++++ RECORDS PROVIDED ++++

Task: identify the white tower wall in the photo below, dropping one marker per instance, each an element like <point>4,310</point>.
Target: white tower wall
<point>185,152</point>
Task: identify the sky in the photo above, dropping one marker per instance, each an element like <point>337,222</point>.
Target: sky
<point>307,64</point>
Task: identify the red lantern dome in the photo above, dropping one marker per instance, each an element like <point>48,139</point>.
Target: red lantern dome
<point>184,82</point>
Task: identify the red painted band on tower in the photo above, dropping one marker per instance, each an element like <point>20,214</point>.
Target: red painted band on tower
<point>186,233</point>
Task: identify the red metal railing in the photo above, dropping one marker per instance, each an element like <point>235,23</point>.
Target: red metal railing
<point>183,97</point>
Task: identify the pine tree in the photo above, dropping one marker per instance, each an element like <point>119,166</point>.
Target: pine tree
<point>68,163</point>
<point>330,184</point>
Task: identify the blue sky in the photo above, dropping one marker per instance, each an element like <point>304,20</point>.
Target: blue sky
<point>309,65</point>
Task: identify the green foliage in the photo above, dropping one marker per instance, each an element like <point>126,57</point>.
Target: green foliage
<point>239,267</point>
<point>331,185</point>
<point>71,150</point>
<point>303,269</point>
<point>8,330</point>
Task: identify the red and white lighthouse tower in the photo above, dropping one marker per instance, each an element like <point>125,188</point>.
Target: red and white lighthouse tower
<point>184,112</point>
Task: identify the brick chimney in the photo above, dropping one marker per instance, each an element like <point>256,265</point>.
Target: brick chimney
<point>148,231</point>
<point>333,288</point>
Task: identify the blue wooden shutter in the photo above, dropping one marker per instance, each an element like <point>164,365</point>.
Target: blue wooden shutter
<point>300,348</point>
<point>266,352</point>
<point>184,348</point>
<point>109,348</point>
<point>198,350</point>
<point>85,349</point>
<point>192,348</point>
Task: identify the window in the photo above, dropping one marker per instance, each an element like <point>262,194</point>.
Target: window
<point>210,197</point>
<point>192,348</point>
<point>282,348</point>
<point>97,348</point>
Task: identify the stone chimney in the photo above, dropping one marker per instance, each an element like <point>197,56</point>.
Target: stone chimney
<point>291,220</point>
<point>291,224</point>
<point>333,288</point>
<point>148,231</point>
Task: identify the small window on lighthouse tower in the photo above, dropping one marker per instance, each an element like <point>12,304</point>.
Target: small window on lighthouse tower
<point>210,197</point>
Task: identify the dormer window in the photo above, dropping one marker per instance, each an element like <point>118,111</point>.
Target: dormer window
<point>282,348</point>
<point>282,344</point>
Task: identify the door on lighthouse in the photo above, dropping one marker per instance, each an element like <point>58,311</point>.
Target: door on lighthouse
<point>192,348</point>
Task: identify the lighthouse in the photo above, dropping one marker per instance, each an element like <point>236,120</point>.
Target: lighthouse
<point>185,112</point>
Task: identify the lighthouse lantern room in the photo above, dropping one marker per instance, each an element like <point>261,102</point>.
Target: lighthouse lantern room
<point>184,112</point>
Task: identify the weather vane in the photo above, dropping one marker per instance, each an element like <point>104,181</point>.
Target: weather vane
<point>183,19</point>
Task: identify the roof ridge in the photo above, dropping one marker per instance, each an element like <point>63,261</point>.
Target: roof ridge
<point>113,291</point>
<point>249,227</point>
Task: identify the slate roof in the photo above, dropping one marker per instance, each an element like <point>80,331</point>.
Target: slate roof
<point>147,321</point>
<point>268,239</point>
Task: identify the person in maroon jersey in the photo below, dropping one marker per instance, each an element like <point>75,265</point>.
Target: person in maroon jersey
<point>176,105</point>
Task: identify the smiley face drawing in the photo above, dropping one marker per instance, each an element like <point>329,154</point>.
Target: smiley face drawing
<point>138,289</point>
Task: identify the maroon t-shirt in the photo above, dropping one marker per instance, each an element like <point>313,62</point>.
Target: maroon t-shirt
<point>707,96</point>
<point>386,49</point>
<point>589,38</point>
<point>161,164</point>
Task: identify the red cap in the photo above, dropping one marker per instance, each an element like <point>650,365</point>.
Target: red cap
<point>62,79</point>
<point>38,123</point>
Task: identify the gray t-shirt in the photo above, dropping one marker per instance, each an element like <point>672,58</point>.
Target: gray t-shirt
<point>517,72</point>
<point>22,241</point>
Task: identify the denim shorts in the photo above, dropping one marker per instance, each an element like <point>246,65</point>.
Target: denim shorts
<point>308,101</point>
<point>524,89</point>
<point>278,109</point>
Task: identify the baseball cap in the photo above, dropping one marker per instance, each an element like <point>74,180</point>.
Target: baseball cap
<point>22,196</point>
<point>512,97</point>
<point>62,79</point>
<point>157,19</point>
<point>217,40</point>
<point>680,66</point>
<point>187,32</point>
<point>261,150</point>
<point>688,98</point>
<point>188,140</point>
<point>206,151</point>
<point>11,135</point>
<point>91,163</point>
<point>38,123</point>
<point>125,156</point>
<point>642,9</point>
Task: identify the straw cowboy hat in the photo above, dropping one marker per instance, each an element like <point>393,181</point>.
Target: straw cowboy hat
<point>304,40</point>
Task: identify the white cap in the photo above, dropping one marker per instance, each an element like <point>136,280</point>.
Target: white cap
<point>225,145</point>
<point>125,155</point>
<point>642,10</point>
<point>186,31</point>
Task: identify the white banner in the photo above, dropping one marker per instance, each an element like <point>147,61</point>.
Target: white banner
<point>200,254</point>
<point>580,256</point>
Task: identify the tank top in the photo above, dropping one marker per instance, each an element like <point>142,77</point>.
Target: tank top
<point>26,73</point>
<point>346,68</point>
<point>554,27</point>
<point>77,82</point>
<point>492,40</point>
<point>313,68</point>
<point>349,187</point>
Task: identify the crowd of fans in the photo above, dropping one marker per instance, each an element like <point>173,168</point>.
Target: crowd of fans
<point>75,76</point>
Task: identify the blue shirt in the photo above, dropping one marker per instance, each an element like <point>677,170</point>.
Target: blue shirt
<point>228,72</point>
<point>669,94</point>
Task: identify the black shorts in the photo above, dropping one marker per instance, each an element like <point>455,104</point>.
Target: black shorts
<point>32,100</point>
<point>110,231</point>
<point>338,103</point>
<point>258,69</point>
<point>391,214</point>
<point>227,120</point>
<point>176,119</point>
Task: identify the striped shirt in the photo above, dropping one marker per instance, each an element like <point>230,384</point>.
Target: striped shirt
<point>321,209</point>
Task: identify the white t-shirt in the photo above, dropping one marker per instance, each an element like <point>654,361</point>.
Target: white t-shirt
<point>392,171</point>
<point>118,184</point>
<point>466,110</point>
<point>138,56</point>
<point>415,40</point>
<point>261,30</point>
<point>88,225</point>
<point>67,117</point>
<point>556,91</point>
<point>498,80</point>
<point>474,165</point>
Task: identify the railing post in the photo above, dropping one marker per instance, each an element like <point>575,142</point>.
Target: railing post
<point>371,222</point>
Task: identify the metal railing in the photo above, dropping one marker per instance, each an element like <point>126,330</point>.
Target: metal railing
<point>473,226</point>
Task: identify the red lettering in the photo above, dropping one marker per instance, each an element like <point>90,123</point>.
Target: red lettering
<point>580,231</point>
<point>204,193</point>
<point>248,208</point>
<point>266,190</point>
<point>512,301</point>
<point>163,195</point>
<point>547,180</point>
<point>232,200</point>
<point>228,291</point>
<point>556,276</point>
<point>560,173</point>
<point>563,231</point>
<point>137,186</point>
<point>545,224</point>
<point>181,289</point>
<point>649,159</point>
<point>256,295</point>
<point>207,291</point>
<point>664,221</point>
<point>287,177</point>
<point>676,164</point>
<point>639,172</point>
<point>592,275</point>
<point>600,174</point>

++++

YOUR GOAL: If a line of the data holds the string "below", list it.

ANSWER TO THIS EXERCISE:
Task: identify the white tower wall in the photo below, dropping one marker per instance, each an element like <point>4,310</point>.
Task: identify the person in maroon jersey in the photo below, dropping one marker per instance, each an element like <point>75,265</point>.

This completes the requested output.